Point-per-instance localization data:
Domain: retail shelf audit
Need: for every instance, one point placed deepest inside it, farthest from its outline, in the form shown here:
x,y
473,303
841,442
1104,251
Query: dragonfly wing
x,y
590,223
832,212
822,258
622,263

--

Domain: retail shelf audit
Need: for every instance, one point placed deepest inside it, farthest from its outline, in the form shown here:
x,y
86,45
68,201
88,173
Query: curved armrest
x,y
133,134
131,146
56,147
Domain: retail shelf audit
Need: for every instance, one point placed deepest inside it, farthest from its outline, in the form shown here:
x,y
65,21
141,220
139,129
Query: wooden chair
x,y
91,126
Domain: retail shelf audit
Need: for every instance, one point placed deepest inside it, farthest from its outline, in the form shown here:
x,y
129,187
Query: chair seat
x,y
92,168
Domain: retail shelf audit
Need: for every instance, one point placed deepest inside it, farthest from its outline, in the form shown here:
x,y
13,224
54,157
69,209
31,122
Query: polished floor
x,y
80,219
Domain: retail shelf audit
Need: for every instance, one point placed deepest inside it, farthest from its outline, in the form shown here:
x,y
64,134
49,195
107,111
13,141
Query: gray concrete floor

_Task objective_: When the line with "Query: chair seat" is reached in the data above, begin copying, and stop after the line with "Query: gray concrete floor"; copy each line exactly, both ends included.

_Response box_:
Query: chair seat
x,y
92,168
Domain: retail shelf audit
Need: for every instance, one point placed deepest inside it, farthest from its outline, in the form shown here:
x,y
13,224
54,157
69,209
31,122
Query: polished floor
x,y
80,219
Domain: retail shelf audit
Need: for every instance, one point placed deepest inside it, farthest from its outline, in the form shown here:
x,y
64,134
49,195
107,111
13,141
Query: gray concrete floor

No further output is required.